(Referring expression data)
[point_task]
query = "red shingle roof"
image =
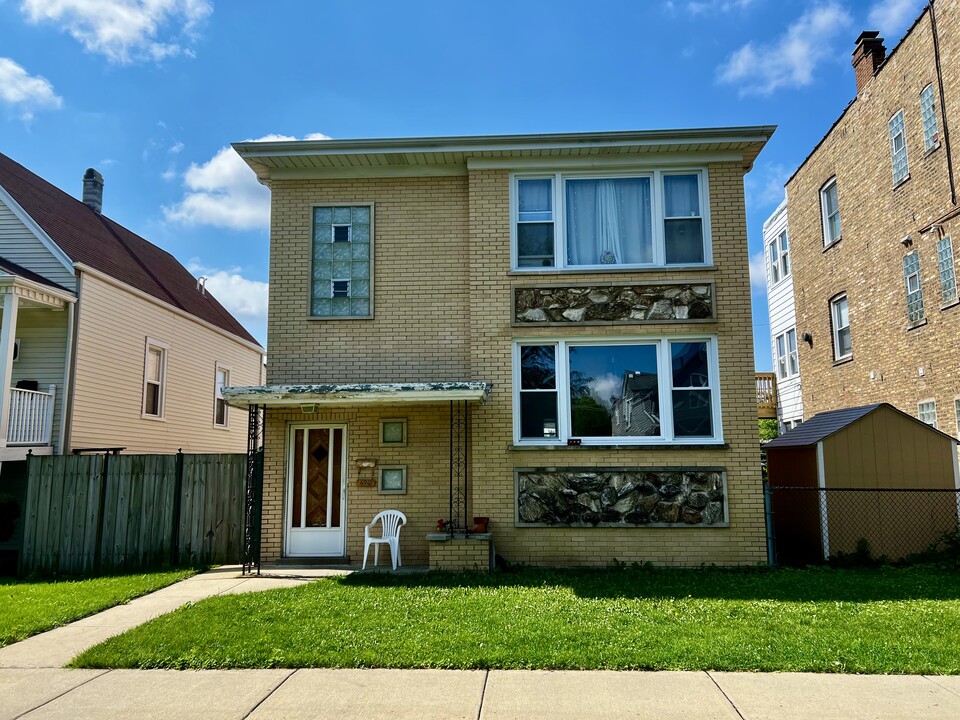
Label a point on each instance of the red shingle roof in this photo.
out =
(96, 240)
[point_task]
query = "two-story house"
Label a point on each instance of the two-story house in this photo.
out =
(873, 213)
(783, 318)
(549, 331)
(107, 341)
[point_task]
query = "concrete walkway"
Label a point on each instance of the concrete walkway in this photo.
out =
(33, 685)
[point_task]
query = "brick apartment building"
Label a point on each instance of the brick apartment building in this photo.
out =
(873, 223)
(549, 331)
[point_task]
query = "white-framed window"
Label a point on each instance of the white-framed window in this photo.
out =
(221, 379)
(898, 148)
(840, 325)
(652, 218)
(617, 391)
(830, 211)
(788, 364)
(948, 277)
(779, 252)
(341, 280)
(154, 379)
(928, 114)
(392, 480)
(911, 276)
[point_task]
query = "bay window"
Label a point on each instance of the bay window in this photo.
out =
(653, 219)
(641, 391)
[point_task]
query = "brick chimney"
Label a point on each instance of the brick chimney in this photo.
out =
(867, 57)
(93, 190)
==
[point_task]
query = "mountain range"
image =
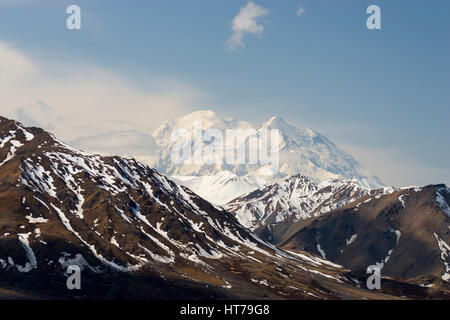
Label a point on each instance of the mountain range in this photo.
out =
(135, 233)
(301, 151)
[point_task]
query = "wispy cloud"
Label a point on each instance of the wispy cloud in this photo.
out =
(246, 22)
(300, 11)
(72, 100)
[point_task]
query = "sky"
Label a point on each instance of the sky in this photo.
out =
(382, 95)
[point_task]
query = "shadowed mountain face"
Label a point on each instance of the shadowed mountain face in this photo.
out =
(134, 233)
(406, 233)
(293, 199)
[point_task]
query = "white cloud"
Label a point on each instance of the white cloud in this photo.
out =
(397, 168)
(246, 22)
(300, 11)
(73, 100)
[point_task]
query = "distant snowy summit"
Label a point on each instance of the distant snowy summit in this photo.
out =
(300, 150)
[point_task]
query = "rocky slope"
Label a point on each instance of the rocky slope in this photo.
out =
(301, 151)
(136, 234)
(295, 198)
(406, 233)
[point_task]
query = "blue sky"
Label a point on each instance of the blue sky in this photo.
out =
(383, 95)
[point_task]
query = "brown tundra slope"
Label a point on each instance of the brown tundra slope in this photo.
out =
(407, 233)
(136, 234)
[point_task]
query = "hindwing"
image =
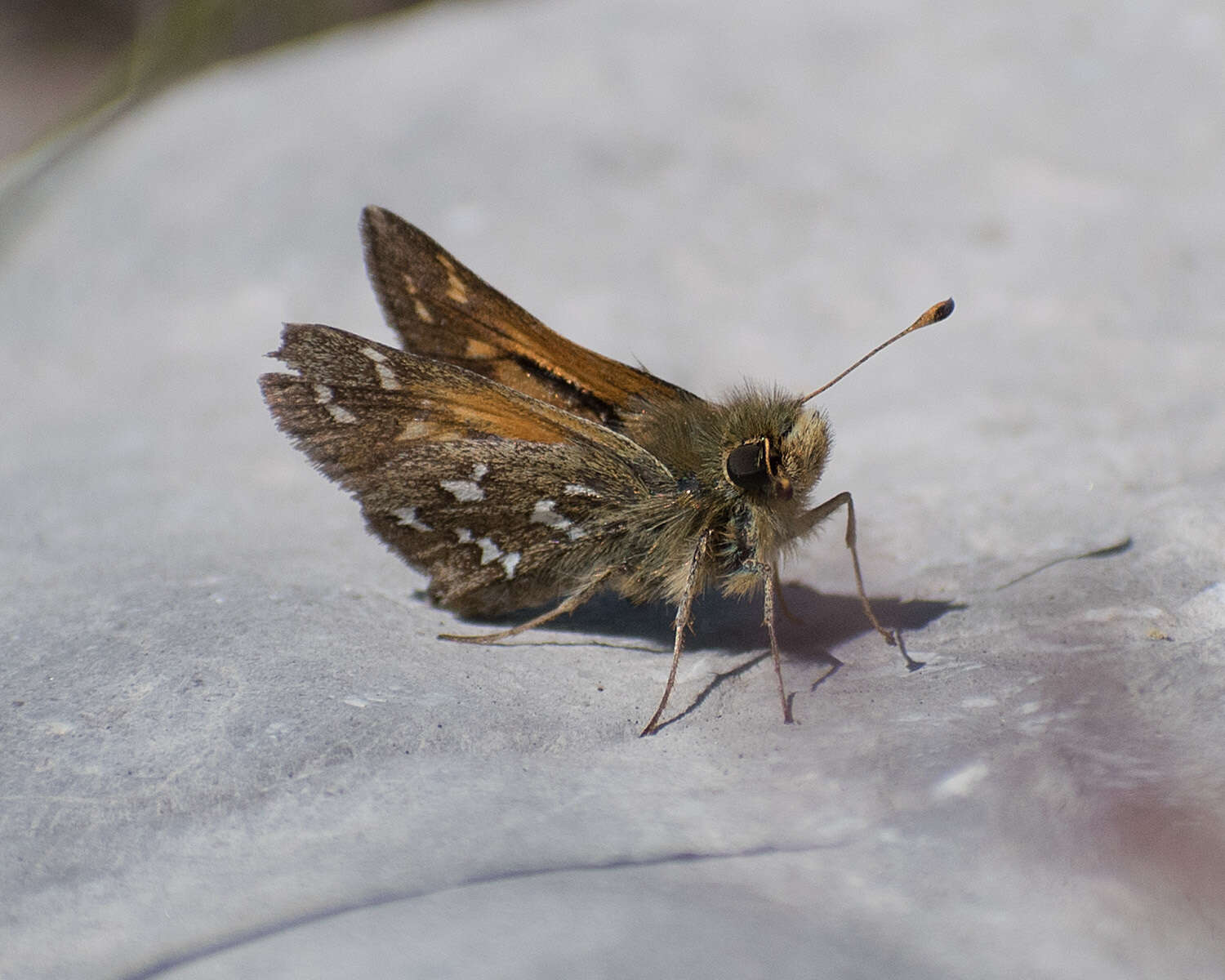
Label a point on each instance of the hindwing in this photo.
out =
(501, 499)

[Work order] Retrieve each line of the data in which the word "tundra" can be found.

[Written reply]
query = "brown tundra slope"
Label a point on each instance of the brown tundra slope in this photo.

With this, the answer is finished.